WHAT THIS TASK INVOLVES: How many lines in the records below contain the word "white", with case counting? Give only the number.

╭──

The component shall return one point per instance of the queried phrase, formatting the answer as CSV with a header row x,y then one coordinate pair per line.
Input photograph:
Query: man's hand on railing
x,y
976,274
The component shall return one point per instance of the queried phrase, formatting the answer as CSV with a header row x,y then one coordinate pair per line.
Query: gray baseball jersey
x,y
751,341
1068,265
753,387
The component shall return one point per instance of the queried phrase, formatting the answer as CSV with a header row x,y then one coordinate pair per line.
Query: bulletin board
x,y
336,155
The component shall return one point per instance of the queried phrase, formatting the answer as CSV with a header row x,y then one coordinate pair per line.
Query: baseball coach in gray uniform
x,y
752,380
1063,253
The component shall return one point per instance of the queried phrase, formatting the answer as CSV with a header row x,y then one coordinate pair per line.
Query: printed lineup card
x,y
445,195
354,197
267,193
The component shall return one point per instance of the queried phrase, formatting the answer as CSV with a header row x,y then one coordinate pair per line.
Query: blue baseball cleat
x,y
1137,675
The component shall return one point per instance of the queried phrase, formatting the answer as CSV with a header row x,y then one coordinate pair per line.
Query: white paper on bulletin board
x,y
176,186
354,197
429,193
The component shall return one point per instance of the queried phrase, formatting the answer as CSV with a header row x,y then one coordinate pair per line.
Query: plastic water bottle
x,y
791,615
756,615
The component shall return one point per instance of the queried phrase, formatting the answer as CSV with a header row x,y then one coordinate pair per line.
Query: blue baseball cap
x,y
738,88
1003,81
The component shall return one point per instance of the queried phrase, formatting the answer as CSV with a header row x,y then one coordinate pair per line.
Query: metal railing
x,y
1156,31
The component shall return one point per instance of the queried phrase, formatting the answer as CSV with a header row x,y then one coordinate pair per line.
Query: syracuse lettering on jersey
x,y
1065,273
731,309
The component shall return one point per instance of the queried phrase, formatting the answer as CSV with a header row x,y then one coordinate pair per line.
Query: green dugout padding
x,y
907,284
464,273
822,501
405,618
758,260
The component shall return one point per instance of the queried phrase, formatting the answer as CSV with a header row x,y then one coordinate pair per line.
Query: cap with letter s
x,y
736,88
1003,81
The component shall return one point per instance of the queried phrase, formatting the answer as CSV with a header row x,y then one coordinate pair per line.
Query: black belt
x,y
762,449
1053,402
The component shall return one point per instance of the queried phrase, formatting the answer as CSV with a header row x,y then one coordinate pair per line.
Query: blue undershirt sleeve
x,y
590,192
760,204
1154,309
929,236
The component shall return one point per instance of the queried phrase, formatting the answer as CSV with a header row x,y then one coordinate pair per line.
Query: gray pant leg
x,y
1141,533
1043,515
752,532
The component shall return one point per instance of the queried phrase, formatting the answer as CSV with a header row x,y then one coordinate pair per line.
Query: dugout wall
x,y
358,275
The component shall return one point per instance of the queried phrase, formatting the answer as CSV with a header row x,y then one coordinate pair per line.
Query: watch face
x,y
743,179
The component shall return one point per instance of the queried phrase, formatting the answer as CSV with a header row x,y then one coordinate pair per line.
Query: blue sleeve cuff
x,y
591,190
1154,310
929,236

╰──
╭──

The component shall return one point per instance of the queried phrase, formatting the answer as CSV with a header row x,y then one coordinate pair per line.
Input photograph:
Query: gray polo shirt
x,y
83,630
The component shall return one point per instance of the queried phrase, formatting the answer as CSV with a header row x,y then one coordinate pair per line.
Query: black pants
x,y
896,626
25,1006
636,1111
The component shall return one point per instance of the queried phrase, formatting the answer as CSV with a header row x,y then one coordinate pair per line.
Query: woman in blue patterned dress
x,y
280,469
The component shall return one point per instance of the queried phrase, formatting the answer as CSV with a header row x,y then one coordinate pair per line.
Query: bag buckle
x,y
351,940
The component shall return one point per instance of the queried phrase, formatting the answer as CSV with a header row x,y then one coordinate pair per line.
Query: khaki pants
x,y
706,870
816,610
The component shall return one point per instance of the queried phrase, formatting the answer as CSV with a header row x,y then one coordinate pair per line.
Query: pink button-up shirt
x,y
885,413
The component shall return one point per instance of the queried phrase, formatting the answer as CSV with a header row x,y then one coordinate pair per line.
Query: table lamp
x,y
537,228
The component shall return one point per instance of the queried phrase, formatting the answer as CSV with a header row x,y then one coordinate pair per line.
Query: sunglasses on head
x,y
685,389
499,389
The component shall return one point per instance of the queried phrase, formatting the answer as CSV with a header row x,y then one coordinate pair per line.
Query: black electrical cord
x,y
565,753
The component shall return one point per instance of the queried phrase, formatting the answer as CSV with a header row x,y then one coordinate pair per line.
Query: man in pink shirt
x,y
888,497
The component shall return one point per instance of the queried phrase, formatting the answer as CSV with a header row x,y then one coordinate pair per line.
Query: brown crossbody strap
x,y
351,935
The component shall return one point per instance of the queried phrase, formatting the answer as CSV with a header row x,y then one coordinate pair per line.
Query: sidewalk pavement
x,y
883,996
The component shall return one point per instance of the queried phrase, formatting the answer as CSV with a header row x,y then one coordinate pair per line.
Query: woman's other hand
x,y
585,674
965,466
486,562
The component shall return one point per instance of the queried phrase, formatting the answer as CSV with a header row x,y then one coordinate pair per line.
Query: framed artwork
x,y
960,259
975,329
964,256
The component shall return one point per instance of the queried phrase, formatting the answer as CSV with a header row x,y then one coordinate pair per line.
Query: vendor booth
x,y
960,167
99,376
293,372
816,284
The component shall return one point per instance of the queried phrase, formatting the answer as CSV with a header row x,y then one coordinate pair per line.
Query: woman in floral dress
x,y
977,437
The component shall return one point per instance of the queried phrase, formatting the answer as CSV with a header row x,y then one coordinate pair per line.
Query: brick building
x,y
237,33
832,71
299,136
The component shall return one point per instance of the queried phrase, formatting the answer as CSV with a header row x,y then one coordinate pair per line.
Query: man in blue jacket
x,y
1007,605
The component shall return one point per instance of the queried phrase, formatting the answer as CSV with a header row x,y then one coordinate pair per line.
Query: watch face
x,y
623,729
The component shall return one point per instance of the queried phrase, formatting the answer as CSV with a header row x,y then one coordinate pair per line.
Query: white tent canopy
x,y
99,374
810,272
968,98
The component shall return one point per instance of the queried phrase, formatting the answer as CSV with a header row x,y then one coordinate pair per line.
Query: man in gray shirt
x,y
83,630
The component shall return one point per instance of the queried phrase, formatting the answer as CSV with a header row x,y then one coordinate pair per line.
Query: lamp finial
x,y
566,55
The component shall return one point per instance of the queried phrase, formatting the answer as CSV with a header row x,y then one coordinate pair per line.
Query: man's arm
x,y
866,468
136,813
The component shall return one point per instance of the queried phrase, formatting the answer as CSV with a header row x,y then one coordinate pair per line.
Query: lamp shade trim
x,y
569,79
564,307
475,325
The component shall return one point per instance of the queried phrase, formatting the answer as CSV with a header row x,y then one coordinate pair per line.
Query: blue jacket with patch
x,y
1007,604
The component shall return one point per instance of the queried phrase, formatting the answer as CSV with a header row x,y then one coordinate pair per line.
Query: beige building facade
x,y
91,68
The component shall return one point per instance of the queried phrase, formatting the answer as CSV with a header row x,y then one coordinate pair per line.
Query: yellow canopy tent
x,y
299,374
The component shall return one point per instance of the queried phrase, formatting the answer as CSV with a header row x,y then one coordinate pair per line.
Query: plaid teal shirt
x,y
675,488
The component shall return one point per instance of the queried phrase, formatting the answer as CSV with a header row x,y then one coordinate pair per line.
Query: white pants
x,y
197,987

╰──

WORKED SOLUTION: 3